[begin SUPPLIED PASSAGE]
# Hey, are my gloves fake??



## zoso

Hey all I'm new to Muay Thai, and even newer to this board so hello everyone!

I recently purchased a pair of gloves over the internet Labelled as 16oz Twins.

My instructor seriously doubted their authenticity at training and the size difference between his and mine (which are meant to be the same gloves!) was considerable. Mine appear very small for 16oz.

Twins usually have the weight in white writing on the velcro wrist strap - mine doesn't.

My pair also has a little label (attached to the main 'Twins' label) which just says '16'. I've failed to see this on my instructors pair of gloves, or any other on the internet!

Also there is no black marking which says made in thailand which most twins gloves usually have from what I've seen. 

I've attached pictures so you can see for yourself and then tell me whether I'm gonna send 'em back!

http://i845.photobucket.com/albums/ab15/zoso_bucket/SA400345.jpg

http://i845.photobucket.com/albums/ab15/zoso_bucket/SA400344.jpg

http://i845.photobucket.com/albums/ab15/zoso_bucket/SA400346.jpg

http://i845.photobucket.com/albums/ab15/zoso_bucket/SA400347.jpg

http://i845.photobucket.com/albums/ab15/zoso_bucket/SA400349.jpg

http://i845.photobucket.com/albums/ab15/zoso_bucket/SA400350.jpg

http://i845.photobucket.com/albums/ab15/zoso_bucket/SA400351.jpghttp://s845.photobucket.com/albums/ab15/zoso_bucket/?action=view&current=SA400351.jpg


----------



## zoso

just to add - these gloves feel *very* small inside. I have small hands (as you may see from the pics!) and there is no way I can wear wraps with these gloves; that has to be ridiculous for 16oz surely?


----------



## Nolerama

you probably bought small gloves. they do come in different sizes.


----------



## Nolerama

or they could be a substandard glove from the reject pile... but they look like good gloves... however i do suggest that if you don't like their fit, and your training partner doesn't like how they make contact, you should get another set of gloves from a reputable source.
[end SUPPLIED PASSAGE]
[begin DATA PROVIDED]
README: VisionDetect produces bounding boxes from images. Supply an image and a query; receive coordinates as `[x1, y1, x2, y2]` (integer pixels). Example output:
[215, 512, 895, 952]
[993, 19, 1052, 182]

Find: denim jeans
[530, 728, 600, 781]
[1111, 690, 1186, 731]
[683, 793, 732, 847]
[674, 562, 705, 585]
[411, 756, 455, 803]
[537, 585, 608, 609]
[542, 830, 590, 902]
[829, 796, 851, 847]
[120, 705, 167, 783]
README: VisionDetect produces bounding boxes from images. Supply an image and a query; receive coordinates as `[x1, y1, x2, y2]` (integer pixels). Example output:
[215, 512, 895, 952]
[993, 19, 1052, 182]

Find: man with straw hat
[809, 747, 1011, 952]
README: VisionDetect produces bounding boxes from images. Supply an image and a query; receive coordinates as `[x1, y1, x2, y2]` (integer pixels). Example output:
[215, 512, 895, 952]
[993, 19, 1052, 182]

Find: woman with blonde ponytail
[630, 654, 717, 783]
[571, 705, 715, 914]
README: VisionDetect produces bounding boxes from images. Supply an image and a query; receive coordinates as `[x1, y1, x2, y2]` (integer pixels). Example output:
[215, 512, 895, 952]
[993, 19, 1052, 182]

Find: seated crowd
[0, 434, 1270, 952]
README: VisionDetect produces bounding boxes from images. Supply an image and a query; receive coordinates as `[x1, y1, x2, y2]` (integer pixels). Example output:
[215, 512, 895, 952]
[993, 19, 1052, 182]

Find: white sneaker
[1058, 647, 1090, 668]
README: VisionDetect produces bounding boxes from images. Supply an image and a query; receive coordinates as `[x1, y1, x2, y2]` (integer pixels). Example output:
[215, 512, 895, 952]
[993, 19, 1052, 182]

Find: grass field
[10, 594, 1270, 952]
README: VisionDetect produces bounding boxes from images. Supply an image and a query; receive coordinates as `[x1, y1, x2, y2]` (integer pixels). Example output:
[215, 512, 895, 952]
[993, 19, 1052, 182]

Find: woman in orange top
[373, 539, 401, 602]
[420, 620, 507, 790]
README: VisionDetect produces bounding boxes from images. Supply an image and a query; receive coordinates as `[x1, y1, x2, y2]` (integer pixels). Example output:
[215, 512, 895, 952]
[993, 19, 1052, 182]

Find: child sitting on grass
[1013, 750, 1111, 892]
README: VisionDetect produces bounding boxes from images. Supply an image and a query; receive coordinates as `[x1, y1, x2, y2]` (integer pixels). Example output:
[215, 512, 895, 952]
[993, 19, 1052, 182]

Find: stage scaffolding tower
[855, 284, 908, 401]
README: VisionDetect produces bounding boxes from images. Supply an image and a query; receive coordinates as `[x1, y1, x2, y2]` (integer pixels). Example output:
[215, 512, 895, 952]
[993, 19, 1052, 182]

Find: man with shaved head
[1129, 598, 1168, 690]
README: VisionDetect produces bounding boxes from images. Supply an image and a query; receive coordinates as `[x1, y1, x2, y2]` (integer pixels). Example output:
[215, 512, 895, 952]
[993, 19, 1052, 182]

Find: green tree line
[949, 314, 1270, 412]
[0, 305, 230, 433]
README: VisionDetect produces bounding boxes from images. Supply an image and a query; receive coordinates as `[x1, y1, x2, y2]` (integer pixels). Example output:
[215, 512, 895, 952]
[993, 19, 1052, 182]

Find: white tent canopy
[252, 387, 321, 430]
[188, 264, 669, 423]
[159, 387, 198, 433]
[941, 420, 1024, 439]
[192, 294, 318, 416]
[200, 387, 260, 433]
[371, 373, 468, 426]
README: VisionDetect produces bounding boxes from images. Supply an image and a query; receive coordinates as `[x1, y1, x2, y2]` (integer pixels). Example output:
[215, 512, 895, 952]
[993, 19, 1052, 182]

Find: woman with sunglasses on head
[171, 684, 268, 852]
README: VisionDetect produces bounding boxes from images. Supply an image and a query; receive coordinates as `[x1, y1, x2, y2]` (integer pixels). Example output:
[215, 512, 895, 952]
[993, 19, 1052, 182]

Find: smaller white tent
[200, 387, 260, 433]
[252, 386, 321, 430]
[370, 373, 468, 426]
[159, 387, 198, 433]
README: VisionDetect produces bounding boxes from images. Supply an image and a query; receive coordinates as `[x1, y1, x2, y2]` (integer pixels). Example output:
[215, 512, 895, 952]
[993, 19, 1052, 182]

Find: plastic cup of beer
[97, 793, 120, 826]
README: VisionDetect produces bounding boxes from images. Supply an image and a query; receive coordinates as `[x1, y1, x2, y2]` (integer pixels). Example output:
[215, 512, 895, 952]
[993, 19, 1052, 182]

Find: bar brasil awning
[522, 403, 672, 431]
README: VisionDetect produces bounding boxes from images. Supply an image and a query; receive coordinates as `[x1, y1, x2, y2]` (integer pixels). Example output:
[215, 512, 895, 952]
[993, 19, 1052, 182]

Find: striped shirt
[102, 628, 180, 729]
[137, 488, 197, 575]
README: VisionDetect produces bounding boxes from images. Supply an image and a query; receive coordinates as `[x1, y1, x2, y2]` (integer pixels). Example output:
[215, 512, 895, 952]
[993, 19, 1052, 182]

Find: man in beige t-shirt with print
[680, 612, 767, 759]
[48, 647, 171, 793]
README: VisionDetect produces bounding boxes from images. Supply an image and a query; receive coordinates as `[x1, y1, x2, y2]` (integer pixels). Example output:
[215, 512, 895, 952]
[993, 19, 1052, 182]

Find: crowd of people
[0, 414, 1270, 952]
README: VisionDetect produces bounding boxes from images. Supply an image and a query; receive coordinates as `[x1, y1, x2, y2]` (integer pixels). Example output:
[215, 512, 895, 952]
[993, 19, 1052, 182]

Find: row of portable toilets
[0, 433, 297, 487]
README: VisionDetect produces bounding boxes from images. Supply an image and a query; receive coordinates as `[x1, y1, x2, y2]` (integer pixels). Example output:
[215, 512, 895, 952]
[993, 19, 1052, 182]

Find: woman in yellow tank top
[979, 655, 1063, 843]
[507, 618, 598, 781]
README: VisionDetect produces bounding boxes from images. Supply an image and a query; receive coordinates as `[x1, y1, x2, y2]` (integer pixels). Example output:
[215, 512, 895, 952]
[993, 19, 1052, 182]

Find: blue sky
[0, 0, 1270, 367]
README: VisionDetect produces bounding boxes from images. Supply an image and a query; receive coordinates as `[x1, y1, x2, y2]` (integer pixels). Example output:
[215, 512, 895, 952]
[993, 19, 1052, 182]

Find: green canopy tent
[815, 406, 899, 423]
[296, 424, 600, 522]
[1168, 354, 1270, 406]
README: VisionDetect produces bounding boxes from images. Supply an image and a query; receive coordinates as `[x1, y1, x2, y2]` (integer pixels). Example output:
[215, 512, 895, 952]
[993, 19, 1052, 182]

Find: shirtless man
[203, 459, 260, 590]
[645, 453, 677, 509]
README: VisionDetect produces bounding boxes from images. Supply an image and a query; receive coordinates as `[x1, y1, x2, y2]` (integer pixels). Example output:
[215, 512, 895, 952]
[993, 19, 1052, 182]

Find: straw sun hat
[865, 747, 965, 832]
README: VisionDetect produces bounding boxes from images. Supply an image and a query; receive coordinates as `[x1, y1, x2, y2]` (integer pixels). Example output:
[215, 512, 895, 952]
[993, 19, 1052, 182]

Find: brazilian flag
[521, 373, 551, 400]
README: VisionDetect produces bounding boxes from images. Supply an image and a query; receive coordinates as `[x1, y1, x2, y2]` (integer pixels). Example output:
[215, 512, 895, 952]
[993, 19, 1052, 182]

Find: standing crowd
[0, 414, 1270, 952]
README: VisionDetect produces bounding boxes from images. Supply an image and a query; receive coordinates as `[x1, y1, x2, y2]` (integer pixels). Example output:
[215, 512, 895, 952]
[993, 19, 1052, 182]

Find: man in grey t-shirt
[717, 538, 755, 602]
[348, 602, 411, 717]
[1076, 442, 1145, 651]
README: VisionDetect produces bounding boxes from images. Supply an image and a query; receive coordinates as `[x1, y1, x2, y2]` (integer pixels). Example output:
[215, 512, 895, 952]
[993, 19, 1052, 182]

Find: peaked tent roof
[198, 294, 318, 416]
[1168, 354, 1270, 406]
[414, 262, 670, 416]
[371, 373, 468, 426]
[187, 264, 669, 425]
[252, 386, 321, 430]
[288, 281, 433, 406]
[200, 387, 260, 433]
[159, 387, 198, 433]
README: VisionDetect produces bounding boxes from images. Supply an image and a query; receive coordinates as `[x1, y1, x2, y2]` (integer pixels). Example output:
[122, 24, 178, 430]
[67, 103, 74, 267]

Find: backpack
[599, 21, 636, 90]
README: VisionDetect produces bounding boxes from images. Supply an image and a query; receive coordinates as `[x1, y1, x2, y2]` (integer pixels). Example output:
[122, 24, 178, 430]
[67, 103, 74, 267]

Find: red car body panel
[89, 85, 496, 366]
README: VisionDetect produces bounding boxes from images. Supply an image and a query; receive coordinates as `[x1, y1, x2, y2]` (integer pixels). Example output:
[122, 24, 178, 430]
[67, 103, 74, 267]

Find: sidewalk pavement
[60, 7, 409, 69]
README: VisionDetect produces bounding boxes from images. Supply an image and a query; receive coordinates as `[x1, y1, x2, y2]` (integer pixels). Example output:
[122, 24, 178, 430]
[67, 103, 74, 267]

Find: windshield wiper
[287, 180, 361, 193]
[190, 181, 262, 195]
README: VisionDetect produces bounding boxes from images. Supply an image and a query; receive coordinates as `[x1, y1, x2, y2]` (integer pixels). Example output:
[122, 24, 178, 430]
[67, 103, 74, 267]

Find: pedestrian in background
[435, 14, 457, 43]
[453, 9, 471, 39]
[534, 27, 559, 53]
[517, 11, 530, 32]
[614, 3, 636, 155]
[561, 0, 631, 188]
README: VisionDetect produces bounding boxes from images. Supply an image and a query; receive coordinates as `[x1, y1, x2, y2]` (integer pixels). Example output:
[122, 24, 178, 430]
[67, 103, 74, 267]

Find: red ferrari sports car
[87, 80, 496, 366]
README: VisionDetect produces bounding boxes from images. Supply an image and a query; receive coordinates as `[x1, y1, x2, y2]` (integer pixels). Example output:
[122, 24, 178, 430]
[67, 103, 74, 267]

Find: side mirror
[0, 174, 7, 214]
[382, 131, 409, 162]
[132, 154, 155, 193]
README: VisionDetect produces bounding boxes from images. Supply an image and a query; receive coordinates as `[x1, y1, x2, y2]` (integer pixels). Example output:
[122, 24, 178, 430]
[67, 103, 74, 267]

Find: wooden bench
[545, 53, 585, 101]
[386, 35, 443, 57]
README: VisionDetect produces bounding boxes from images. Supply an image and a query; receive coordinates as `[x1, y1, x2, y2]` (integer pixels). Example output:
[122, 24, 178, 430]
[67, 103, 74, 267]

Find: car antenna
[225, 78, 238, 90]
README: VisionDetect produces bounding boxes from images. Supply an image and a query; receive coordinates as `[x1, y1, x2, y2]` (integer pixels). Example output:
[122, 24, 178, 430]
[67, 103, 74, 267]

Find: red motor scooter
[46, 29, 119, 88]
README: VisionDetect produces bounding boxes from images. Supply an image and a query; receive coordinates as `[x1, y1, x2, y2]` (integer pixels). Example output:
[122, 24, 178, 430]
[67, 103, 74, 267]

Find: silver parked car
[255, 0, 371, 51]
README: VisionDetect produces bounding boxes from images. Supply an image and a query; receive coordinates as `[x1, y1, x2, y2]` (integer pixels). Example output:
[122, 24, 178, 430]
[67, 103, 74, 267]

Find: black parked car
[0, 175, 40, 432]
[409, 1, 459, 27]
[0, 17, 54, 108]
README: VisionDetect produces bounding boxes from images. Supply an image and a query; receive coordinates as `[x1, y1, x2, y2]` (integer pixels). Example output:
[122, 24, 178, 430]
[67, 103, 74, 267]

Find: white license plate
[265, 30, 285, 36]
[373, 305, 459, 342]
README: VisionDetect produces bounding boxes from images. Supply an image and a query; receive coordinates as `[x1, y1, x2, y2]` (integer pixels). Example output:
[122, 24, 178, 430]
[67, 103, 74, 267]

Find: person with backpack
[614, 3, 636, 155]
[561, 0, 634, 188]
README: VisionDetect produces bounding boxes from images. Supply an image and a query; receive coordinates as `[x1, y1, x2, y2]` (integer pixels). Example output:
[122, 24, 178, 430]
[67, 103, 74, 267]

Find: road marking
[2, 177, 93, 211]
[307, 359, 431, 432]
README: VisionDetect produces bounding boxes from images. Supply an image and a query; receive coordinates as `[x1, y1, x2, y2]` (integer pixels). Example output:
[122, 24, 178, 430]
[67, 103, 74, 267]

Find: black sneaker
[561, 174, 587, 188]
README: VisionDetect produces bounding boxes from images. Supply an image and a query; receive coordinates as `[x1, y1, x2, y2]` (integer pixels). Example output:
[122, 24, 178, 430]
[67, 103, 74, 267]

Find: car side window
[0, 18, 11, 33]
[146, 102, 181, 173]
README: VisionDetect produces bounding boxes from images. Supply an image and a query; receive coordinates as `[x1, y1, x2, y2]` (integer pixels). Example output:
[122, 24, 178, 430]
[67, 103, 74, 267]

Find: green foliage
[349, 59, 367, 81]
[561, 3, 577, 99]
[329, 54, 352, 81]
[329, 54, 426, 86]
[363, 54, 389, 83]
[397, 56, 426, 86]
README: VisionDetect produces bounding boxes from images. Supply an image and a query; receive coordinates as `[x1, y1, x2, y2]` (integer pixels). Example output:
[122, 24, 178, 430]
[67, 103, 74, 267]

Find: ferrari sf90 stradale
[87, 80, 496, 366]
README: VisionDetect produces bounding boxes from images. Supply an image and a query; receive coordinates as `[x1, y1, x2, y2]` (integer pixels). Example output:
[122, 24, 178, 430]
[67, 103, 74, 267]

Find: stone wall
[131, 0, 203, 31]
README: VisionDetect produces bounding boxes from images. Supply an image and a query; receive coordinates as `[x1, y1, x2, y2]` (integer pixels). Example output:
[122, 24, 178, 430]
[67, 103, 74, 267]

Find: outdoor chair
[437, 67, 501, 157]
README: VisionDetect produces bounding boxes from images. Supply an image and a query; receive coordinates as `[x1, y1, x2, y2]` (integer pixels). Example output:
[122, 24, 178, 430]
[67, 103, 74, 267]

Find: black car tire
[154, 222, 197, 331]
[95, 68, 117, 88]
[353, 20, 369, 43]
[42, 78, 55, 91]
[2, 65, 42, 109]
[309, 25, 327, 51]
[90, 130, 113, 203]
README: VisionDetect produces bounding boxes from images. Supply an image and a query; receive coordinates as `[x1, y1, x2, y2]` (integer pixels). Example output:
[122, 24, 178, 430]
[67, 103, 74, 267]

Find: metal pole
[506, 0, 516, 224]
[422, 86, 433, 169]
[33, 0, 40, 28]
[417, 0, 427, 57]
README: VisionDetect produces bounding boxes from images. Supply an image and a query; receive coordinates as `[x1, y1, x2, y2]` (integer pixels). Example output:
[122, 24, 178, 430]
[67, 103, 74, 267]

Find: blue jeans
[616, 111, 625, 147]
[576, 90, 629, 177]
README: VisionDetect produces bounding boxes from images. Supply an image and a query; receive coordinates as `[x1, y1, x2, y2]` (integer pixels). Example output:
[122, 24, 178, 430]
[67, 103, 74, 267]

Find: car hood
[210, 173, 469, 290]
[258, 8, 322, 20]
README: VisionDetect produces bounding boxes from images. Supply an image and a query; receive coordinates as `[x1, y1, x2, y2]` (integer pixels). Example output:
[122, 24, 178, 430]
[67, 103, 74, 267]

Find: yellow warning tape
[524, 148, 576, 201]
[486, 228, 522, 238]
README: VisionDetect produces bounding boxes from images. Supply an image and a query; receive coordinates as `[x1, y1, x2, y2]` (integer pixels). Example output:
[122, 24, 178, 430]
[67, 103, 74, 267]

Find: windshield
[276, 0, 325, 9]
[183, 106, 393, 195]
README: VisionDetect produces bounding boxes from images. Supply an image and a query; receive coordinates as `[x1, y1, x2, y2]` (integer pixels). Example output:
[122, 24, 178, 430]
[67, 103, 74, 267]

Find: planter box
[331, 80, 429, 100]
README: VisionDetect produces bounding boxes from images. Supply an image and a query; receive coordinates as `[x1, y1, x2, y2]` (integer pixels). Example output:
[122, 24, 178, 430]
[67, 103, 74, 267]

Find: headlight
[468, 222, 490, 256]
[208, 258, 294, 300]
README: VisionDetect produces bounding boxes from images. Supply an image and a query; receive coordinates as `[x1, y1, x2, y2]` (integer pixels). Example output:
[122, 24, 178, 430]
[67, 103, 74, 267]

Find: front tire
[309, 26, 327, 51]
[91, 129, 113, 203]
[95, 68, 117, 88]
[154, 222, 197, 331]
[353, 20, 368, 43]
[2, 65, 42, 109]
[end DATA PROVIDED]
→ REQUIRED WORK:
a: In the forum thread about the gloves, what do Twins gloves usually have in white writing on the velcro wrist strap?
b: Rewrite the entries from their start through the line holding "[120, 705, 167, 783]", inclusive, with "denim jeans" replaced by "denim shorts" and everything else left unchanged.

→ TASK-BY-TASK RESULTS:
a: The weight.

b:
README: VisionDetect produces bounding boxes from images. Supply an image and a query; receive coordinates as `[x1, y1, x2, y2]` (integer pixels). Example output:
[215, 512, 895, 952]
[993, 19, 1052, 182]

Find: denim shorts
[530, 728, 600, 781]
[1111, 690, 1186, 731]
[683, 793, 732, 847]
[674, 562, 705, 585]
[411, 756, 455, 803]
[537, 585, 608, 609]
[542, 830, 590, 902]
[829, 796, 851, 847]
[120, 705, 167, 783]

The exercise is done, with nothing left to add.